CONSIGNES:
1. Réponds à ces questions sur le corrigé consacré à la prospérité partagée :
(a) À combien s'élève environ la réduction d'impôt liée à la sortie du patrimoine mobilier de l'assiette de l'IFI ?
(b) Selon l'OFCE, quelle part du patrimoine des 1 % des ménages les plus aisés le capital mobilier représente-t-il ?
(c) À quelle notion la « prospérité partagée » s'oppose-t-elle ?
2. Reprends le corrigé sur la prospérité partagée à la suite de sa dernière phrase.

TEXTE FOURNI:
.....

Comment retrouver une prospérité partagée ?

Proposition de corrigé par Rayan Nezzar

 

Accroche : la récente transformation dans le budget 2018 de l’impôt de solidarité sur la fortune en impôt sur la fortune immobilière a réactivé le débat sur le lien entre croissance et inégalités. La sortie du patrimoine mobilier de l’assiette de l’IFI est en effet présentée, d’une part, comme une incitation à l’investissement productif via une réduction d’impôt d’environ 3 Md€ et, d’autre part, comme un accroissement des inégalités de patrimoine puisque le capital mobilier représente plus de 70 % du patrimoine des 1 % des ménages les plus aisés selon l’OFCE. Cet exemple semble illustrer la théorie d’Okun (1975) selon laquelle les politiques économiques seraient confrontées à un arbitrage entre efficacité et équité : pourtant, les inégalités peuvent également contribuer négativement à la croissance économique.

 

Définitions :

  • Prospérité: désigne un état d’abondance caractérisé par un accroissement de la production et du niveau de vie moyen
  • Prospérité partagée: désigne une répartition équitable de l’accroissement de la production et du niveau de vie moyen ; se mesure notamment à travers l’évolution des inégalités de revenus et de patrimoine. S’oppose à une « prospérité relative », qui désignerait la captation par les déciles de population les plus favorisés de l’accroissement du niveau de vie moyen.

 

Problématisation : la question « comment retrouver… ? » implique que la croissance économique serait devenue plus inégalitaire à la faveur d’évolutions structurelles et conjoncturelles (l’ouverture commerciale, le progrès technique, l’adoption d’une monnaie unique, les conséquences de la crise de 2008, l’évolution des relations entre employeurs et salariés, etc.) et qu’il conviendrait de la rendre inclusive pour des raisons à développer et pour des zones géographiques à définir (probablement au-delà des seuls pays avancés).

.....

JEU DE DONNÉES:
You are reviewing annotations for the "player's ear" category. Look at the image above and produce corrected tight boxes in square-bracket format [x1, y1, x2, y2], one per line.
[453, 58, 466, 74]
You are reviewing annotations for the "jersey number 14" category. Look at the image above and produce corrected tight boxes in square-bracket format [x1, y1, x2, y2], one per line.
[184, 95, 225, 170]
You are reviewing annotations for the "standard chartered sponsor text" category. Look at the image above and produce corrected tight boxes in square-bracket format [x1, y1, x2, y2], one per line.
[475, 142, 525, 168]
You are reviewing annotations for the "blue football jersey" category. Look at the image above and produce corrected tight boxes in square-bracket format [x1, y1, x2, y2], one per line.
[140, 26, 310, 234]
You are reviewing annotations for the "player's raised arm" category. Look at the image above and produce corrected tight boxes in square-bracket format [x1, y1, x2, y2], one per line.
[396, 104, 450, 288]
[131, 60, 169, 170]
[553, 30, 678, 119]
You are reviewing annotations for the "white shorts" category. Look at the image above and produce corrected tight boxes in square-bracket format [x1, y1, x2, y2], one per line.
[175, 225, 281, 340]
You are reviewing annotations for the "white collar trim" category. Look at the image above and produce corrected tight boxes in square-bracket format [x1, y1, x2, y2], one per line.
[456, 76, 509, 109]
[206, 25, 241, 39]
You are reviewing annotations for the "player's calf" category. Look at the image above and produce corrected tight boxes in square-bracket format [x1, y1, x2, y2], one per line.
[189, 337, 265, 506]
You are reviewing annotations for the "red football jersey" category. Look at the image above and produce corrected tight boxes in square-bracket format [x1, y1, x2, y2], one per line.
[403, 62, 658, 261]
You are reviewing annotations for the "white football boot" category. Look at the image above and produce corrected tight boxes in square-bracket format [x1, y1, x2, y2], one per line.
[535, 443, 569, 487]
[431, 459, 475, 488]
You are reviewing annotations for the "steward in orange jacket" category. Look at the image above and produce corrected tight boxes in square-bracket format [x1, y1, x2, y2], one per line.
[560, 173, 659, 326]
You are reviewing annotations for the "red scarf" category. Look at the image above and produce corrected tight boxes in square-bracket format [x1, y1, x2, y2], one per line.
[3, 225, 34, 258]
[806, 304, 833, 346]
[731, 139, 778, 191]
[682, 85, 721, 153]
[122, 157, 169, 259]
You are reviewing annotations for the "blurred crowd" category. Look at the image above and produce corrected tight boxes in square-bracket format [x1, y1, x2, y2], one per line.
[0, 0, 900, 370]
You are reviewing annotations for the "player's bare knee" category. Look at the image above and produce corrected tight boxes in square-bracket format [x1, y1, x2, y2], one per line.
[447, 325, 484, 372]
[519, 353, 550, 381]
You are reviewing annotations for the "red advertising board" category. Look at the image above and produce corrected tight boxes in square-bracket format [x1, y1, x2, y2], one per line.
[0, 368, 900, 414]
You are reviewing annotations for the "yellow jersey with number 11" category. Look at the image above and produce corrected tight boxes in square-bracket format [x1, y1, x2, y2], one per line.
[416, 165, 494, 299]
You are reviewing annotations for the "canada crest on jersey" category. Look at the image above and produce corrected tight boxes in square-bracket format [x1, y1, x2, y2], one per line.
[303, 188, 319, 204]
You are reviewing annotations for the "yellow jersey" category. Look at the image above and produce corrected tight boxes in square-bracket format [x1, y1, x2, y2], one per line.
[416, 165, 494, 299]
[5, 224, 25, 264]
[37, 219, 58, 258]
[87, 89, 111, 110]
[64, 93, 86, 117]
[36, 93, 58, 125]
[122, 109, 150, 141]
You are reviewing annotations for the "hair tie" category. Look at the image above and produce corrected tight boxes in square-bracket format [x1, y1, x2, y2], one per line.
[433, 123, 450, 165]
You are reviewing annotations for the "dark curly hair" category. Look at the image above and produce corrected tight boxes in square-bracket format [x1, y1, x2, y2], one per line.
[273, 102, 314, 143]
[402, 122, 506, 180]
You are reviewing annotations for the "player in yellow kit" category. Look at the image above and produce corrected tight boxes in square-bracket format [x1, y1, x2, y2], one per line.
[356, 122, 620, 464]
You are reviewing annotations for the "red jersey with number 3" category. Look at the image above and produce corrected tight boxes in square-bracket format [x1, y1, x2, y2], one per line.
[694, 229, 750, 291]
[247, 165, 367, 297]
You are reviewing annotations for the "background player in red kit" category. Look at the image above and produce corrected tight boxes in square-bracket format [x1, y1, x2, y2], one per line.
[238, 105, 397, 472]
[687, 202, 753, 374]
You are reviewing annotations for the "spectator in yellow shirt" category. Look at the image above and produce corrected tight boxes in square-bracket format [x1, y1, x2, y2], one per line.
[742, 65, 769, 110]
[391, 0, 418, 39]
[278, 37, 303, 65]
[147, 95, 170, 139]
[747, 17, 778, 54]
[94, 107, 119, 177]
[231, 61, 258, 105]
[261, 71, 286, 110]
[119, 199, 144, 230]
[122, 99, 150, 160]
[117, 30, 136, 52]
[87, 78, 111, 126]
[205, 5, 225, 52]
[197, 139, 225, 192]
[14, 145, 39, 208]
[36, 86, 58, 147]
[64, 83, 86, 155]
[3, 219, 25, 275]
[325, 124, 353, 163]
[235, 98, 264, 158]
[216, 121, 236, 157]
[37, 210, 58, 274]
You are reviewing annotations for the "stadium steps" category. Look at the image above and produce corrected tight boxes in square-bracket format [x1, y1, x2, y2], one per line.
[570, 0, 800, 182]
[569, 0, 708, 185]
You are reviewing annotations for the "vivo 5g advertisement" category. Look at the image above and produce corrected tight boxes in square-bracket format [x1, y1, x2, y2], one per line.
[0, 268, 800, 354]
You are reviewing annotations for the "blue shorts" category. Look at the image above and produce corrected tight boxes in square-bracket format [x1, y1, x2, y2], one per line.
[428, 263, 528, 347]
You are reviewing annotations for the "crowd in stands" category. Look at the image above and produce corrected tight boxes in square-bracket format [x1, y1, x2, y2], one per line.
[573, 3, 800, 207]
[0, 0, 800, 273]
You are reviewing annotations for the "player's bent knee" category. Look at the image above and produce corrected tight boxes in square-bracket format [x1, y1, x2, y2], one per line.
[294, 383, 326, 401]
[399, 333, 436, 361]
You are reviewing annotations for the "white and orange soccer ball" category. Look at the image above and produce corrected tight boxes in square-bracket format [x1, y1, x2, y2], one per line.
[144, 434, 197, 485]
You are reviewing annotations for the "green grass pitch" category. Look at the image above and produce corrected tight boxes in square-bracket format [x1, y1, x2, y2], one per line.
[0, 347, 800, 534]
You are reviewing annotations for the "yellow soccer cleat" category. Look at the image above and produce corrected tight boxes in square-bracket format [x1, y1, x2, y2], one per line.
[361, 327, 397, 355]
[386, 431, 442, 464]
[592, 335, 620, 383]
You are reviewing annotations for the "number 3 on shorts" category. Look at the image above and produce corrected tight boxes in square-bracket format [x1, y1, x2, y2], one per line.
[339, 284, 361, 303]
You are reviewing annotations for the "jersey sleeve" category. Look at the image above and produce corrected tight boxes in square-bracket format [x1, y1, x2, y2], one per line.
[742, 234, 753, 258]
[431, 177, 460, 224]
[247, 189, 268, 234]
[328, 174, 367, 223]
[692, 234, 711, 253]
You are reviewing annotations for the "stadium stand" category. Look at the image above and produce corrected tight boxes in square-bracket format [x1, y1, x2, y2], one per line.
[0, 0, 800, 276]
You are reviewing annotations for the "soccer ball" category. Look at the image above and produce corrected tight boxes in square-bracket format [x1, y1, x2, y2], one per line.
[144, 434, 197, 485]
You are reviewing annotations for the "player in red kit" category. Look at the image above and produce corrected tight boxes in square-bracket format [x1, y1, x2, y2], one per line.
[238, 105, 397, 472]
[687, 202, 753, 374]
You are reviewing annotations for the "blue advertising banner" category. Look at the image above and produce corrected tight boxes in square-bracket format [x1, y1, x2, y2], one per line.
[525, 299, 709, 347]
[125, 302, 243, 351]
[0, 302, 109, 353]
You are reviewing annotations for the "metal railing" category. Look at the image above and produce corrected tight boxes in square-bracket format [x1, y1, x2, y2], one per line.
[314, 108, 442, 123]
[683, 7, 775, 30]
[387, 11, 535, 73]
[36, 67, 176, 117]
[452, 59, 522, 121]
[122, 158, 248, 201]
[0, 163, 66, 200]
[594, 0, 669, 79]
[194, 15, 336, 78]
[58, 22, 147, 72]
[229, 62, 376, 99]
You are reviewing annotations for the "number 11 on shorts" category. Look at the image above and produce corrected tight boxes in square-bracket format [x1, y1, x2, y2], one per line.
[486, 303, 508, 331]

.....

RÉPONSES:
1.
(a) Environ 3 Md€.
(b) Plus de 70 %.
(c) À une « prospérité relative ».

2.
1.1. Faits stylisés

  • De manière générale, la politique de redistribution, qui est l’un des trois objectifs de la politique économique (Musgrave, 1959), vise à réduire les inégalités primaires de revenus.
    • En France, les politiques de redistribution divisent par trois les inégalités de (écart de 20 à 6 entre les 2 déciles extrêmes), pour 2/3 du fait des prestations sociales et pour 1/3 de la fiscalité.

 

  • Dans l’ensemble des pays de l’OCDE, les inégalités de revenu disponible après redistribution, mesurées par le coefficient de Gini, ont progressé de +0,03 point en moyenne entre 1985 et 2013 (+0,06 point aux Etats-Unis, +0,04 en Allemagne et stable en France), malgré une croissance du PIB réel par tête de +65 % dans la même période.
    • Entre 2009 et 2012, 91 % de la hausse du PIB aux Etats-Unis a bénéficié à 1 % des Américains selon Stiglitz, tandis que les 80 % d’Américains les moins riches consommaient 110 % de leur revenu et devaient s’endetter pour maintenir leur niveau de vie, ce qui a contribué à la formation de la bulle du marché immobilier (Rajan, 2010).
    • Cette hausse des inégalités est liée à la déformation de la répartition de la valeur ajoutée en faveur du facteur capital (depuis 1980, la part dans le PIB des profits des entreprises après taxes, intérêts et dividendes a progressé de 5 points dans l’OCDE) et au progrès technique (Verdugo, 2017 : diminution de 8 % de la part des emplois intermédiaires en France depuis 1980).

 

  • Au sein de la zone euro, la reprise économique après la crise de 2008 a été lente et peu inclusive (« prospérité relative »).
    • Le PIB/tête réel n’a retrouvé qu’en 2015 son niveau de 2007 et le taux de chômage reste inégalitaire (17,9 % en moyenne pour les moins de 25 ans, avec des niveaux supérieurs à 40 % en Grèce et à 20 % en France, contre 6,6 % en Allemagne), ce qui induit une moindre mobilité sociale.

 

  • Au sein des pays en développement, l’ouverture au commerce international a contribué à réduire la part des individus vivant sous le seuil de pauvreté (de 50 % à 10 % depuis 1980 selon le FMI).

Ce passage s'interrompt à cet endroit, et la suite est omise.